--- Extrahierter Text ---
Für Freund hat der Ex-Löwen-Trainer nur lobende Worte übrig: "Ich kenne den Christoph schon seit er noch ein junger Bursche war – und jetzt ist dieser junge Bursche Sportchef beim FC Bayern, einem der bekanntesten Vereine der Welt? Das ist ein super Werdegang", sagte Pacult. "Er hat bei RB Salzburg über viele Jahre tolle Arbeit geleistet, hat tolle Transfers eingetütet und kennt sich im Scoutingbereich sehr gut aus."

Pacult: "Hoffe, dass ihn Hoeneß und Rummenigge seine Arbeit machen lassen"
Zwar ist Freund in Deutschland ein noch eher unbeschriebenes Blatt, für Salzburg aber "sicher ein herber Verlust", so der aktuelle Trainer von Austria Klagenfurt. Denn "wer in Österreich eine Ahnung von Fußball hat, der hat ihn auf dem Zettel: Wer in der Sportwelt unterwegs ist, kennt Christoph Freund. Ohnehin geht es nicht darum, berühmt zu sein, sondern gute Arbeit zu leisten", erklärt Pacult in der AZ weiter und schiebt einen kleinen Tipp für den FC Bayern lachend hinterher. "Ich hoffe, dass ihn Uli Hoeneß und Karl-Heinz Rummenigge seine Arbeit machen lassen."
Ob die Münchner mit Freund an die Erfolge vergangener Tage anknüpfen und um den Champions-League-Titel mitspielen können, lässt der Österreicher offen. Es ist "kein Wunschkonzert, man hat ja gesehen, wie lange Pep Guardiola dem Henkelpott mit ManCity hinterhergelaufen ist. Ich bin gespannt, ob er mit den Bayern ganz oben angreifen kann."
Unrühmliches Bayern-Aus von Hasan Salihamidzic
Der 46-Jährige folgt damit auf Hasan Salihamidzic, der zum Ende der abgelaufenen Saison gehen musste. Der Bosnier war – genau wie Ex-Vorstandsboss Oliver Kahn – quasi mit dem Abpfiff des letzten Spieltags beurlaubt worden. Trotz des für den FC Bayern glücklichen Ausgangs der vergangenen Bundesligasaison sickerte wenige Minuten nach dem Sieg gegen den 1.FC Köln die Nachricht über das Aus der beiden Sportlichen Leiter durch.

Inmitten der auf dramatischste Weise errungenen Meisterschaft drängte sich also diese Hammer-Meldung – die Meistersause war getrübt. Während Kahn sogar nicht mehr zum letzten Spieltag nach Köln reisen durfte und auch zur anschließenden Meisterfeier in der Motorworld erschien, feierte Salihamidzic mit seiner Mannschaft ein letztes Mal den Ligatitel. In seiner Zeit als Sportdirektor und späterer Sportvorstand gewann der FC Bayern neben dem Sextuple in der Saison 2019/20 weitere drei Meisterschaften.
---
### Anforderung
Führe den Text über Christoph Freund ab seinem letzten Satz weiter. Die Einträge sind eigenständiges Material und gehören nicht zum Text über Christoph Freund.
--- Einträge des Datensatzes ---
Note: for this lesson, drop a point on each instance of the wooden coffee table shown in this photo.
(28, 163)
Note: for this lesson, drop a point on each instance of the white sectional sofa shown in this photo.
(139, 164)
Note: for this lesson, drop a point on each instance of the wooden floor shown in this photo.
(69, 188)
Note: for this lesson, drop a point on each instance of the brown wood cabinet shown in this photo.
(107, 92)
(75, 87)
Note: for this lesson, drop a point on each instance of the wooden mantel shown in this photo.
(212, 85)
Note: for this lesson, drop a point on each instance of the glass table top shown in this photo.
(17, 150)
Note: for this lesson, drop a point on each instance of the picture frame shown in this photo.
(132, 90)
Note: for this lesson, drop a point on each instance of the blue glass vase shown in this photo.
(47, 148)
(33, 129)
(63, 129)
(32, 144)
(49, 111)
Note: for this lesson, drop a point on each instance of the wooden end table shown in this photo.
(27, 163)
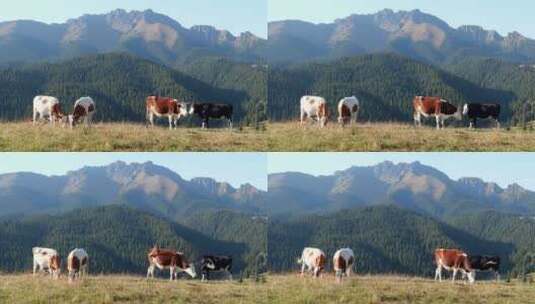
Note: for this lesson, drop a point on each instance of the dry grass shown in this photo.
(289, 136)
(23, 136)
(391, 289)
(126, 289)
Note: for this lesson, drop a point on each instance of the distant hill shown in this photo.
(414, 186)
(146, 34)
(118, 239)
(120, 83)
(413, 34)
(145, 186)
(385, 239)
(384, 83)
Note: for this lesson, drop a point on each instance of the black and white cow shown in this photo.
(477, 110)
(211, 110)
(485, 263)
(215, 263)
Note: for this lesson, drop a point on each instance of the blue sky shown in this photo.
(234, 15)
(234, 168)
(500, 15)
(502, 168)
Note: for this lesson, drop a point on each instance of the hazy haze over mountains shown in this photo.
(146, 34)
(411, 33)
(414, 186)
(145, 186)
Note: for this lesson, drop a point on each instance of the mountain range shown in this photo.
(413, 34)
(413, 186)
(146, 186)
(147, 34)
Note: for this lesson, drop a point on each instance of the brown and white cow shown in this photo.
(343, 260)
(46, 259)
(84, 109)
(47, 107)
(453, 260)
(172, 259)
(165, 106)
(348, 110)
(441, 109)
(77, 262)
(314, 260)
(314, 107)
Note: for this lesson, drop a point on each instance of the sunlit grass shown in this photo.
(23, 136)
(290, 136)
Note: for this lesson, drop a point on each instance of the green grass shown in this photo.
(393, 289)
(126, 289)
(363, 137)
(105, 137)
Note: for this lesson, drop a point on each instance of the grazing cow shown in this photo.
(343, 260)
(434, 106)
(211, 110)
(485, 263)
(84, 108)
(77, 263)
(483, 111)
(348, 110)
(314, 107)
(46, 259)
(215, 263)
(312, 259)
(453, 260)
(165, 106)
(172, 259)
(47, 107)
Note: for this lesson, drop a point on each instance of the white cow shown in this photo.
(84, 108)
(312, 259)
(348, 110)
(343, 260)
(46, 107)
(77, 263)
(46, 259)
(314, 107)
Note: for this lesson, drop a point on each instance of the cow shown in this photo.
(211, 110)
(314, 107)
(77, 262)
(46, 259)
(312, 259)
(215, 263)
(453, 260)
(485, 263)
(47, 107)
(165, 106)
(167, 258)
(348, 110)
(343, 260)
(477, 110)
(441, 109)
(84, 108)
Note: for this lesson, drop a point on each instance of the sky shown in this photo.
(502, 16)
(234, 168)
(237, 16)
(501, 168)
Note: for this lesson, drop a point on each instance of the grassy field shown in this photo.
(290, 136)
(23, 136)
(390, 289)
(126, 289)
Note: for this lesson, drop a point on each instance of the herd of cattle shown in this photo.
(314, 261)
(48, 260)
(49, 108)
(315, 108)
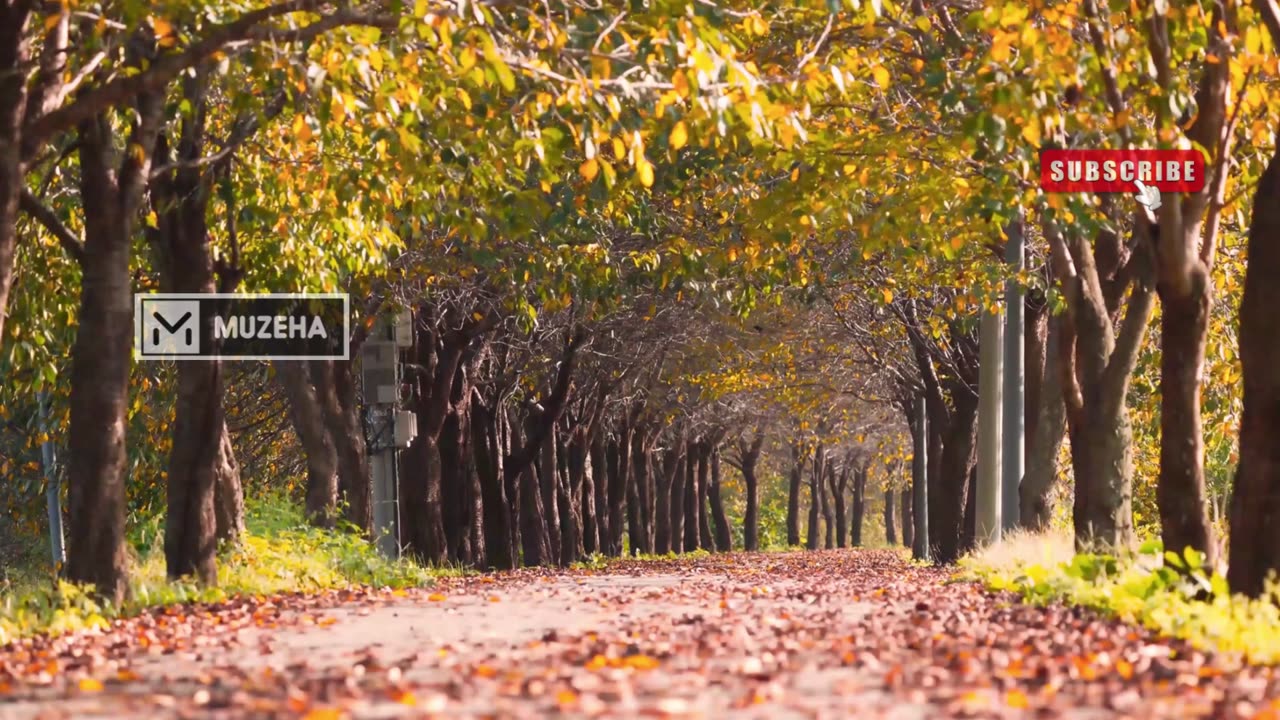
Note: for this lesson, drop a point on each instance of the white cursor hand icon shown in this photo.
(1148, 196)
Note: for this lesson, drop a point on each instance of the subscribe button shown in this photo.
(1119, 171)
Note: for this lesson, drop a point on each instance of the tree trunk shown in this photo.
(721, 533)
(437, 356)
(602, 479)
(705, 534)
(1180, 492)
(487, 449)
(1046, 440)
(955, 469)
(1097, 361)
(822, 466)
(103, 351)
(859, 505)
(969, 534)
(794, 495)
(750, 454)
(228, 493)
(548, 483)
(533, 520)
(890, 520)
(814, 505)
(421, 523)
(460, 492)
(182, 241)
(583, 483)
(570, 514)
(693, 518)
(307, 419)
(839, 484)
(342, 419)
(14, 76)
(640, 495)
(1255, 550)
(908, 523)
(191, 523)
(621, 490)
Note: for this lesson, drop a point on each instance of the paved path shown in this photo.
(819, 634)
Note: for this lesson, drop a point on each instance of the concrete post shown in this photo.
(1014, 452)
(920, 482)
(990, 377)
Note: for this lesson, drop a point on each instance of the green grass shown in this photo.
(279, 554)
(1173, 595)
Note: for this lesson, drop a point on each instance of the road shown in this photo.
(769, 636)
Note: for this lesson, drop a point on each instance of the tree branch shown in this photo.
(168, 67)
(46, 217)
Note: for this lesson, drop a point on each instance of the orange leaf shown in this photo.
(1016, 698)
(403, 697)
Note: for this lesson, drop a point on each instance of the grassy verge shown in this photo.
(1173, 595)
(279, 554)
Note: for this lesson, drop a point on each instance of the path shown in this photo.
(819, 634)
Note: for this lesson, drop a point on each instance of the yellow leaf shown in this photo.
(161, 27)
(644, 171)
(681, 83)
(881, 76)
(679, 136)
(301, 130)
(1031, 132)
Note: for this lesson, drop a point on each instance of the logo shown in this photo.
(231, 326)
(169, 327)
(1120, 171)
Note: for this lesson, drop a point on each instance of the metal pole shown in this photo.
(920, 482)
(990, 351)
(53, 486)
(385, 525)
(1014, 452)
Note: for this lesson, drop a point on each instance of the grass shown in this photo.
(279, 554)
(1169, 593)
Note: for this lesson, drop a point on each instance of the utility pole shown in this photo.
(920, 482)
(392, 429)
(1014, 452)
(53, 484)
(990, 377)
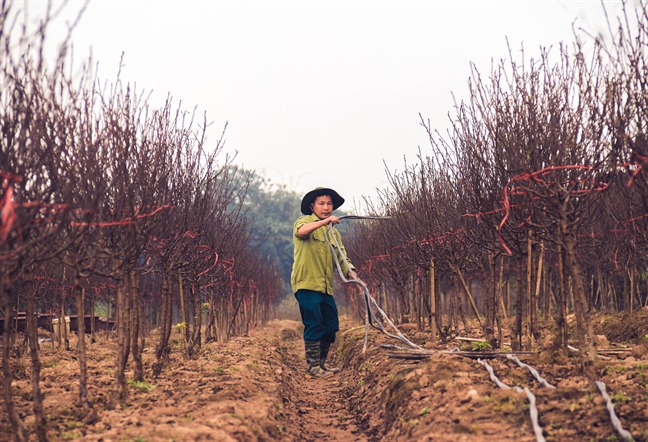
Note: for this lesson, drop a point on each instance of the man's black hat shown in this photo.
(319, 191)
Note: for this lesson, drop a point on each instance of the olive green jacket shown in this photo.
(314, 267)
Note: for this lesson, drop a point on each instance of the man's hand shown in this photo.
(332, 219)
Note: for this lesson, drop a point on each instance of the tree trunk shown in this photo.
(434, 323)
(528, 345)
(91, 415)
(121, 341)
(583, 322)
(490, 306)
(516, 340)
(136, 324)
(6, 285)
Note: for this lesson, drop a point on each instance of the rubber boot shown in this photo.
(313, 359)
(324, 349)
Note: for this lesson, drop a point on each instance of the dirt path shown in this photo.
(316, 406)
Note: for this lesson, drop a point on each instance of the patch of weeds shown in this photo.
(620, 396)
(481, 346)
(73, 425)
(366, 366)
(619, 369)
(141, 385)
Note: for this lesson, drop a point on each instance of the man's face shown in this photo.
(322, 206)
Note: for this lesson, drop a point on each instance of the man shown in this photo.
(312, 275)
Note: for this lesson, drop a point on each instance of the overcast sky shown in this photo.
(318, 93)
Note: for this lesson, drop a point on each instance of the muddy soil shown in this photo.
(253, 389)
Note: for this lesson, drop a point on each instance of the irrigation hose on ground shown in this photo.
(370, 315)
(372, 320)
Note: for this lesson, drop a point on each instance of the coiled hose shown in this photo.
(370, 315)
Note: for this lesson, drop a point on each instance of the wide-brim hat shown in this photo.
(319, 191)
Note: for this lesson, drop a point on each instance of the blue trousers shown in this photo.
(319, 315)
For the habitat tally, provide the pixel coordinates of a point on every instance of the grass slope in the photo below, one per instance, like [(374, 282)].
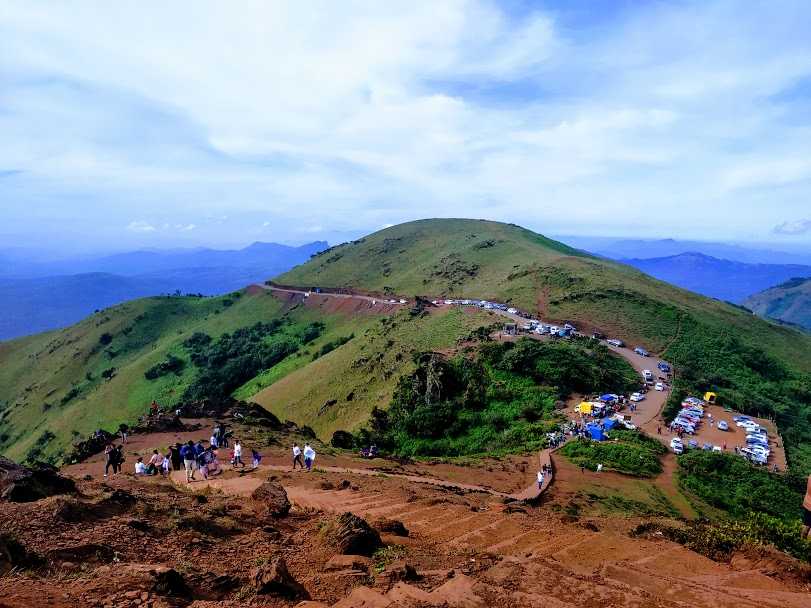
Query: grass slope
[(54, 384), (789, 302), (364, 372), (755, 365)]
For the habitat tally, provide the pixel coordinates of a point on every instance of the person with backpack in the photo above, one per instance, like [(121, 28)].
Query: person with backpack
[(189, 460), (238, 454)]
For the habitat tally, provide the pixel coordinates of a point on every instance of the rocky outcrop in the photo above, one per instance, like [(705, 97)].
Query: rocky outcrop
[(353, 536), (23, 484), (270, 500), (390, 526), (274, 579)]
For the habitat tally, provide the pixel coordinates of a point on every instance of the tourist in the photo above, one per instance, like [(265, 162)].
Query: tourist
[(807, 511), (167, 462), (174, 452), (155, 463), (118, 458), (189, 460), (238, 453), (297, 456), (109, 458), (309, 456)]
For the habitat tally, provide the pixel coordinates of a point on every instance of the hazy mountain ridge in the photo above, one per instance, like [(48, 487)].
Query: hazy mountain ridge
[(723, 279)]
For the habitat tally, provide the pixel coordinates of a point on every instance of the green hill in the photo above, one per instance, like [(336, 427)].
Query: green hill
[(755, 365), (61, 385), (789, 302)]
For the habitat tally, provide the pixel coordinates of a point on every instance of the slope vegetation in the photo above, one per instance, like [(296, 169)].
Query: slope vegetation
[(754, 365), (789, 302)]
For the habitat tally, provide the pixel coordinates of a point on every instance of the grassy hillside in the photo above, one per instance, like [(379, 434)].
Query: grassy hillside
[(789, 302), (755, 365), (57, 386), (337, 391)]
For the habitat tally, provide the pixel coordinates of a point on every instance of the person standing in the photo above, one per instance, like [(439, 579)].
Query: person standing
[(807, 511), (297, 456), (309, 457), (189, 461), (238, 454)]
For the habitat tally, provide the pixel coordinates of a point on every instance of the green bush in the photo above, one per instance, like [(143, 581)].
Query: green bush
[(730, 483), (632, 454)]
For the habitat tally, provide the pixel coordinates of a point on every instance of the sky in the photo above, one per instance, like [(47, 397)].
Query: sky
[(165, 124)]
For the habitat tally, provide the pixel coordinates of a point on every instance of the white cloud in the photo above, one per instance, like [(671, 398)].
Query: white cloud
[(289, 116), (140, 226)]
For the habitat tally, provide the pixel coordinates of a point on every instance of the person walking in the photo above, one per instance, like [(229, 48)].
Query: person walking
[(807, 511), (189, 460), (297, 456), (238, 454), (309, 457), (109, 456)]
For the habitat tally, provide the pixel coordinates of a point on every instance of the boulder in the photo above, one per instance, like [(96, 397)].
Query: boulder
[(347, 562), (390, 526), (270, 499), (353, 536), (274, 579), (14, 555), (23, 484)]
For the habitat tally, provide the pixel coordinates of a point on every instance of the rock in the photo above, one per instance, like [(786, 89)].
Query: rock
[(23, 484), (343, 440), (270, 499), (353, 536), (390, 526), (87, 553), (168, 581), (14, 555), (347, 562), (274, 579), (401, 571)]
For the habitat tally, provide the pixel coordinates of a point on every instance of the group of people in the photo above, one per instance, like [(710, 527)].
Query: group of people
[(304, 458)]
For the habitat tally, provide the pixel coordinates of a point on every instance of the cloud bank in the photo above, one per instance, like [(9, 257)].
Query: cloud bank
[(228, 123)]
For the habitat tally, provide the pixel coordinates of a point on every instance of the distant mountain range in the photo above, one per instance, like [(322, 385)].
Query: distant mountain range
[(625, 248), (789, 302), (39, 296), (728, 280)]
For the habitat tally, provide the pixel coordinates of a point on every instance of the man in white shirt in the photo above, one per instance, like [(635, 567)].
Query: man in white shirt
[(297, 456)]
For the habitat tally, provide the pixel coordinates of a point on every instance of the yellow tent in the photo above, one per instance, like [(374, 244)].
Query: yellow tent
[(584, 408)]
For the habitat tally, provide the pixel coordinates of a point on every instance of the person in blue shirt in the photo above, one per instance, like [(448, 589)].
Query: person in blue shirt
[(189, 456)]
---
### Ergebnis der Aufgabe
Christoph Freund: Der Erfolgsmacher bei Red Bull Salzburg
Auch Bayerns neuer Sportdirektor Christoph Freund kann auf eine erfolgreiche Zeit bei seinem bisherigen Arbeitgeber zurückblicken. In sportlicher Sicht avancierte die Roten Bullen unter der sportlichen Leitung von Freund zum unangefochtenen Serienmeister. Seit zehn Jahren durfte sich kein anderer Verein Meister der österreichischen Bundesliga nennen. Außerdem konnte sich der österreichische Verein in der Saison 2019/20 erstmals für die Gruppenphase der Champions League qualifizieren.
Aber nicht nur sportlich war die Zeit von Freund bei Red Bull Salzburg eine erfolgreiche. Seitdem er als Sportdirektor beim österreichischen Verein agiert, haben die Salzburger ein Transferplus von über 420 Millionen Euro zu verbuchen. Auch deswegen gilt der 46-Jährige als einer der Besten der Branche.
Hainer drückte Erwartungen nach einer schnellen Lösung
Noch im Juni hatte sich Herbert Hainer abwartend zur Salihamidzic-Nachfolge geäußert. Der FC Bayern wolle "prinzipiell wieder einen Sportvorstand haben", sagte der Bayern-Präsident. Hainer betonte aber auch, dass "Qualität vor Schnelligkeit" geht.
"Wir sind überhaupt nicht unter Zeitdruck und gucken uns den Markt an, denn die Leute, die wir suchen, sind nicht zu Hause und drehen Däumchen, sondern stehen in der Regel alle unter Vertrag", meinte der Präsident des FC Bayern vor knapp zwei Montan zur Suche eines neuen Sportvorstands.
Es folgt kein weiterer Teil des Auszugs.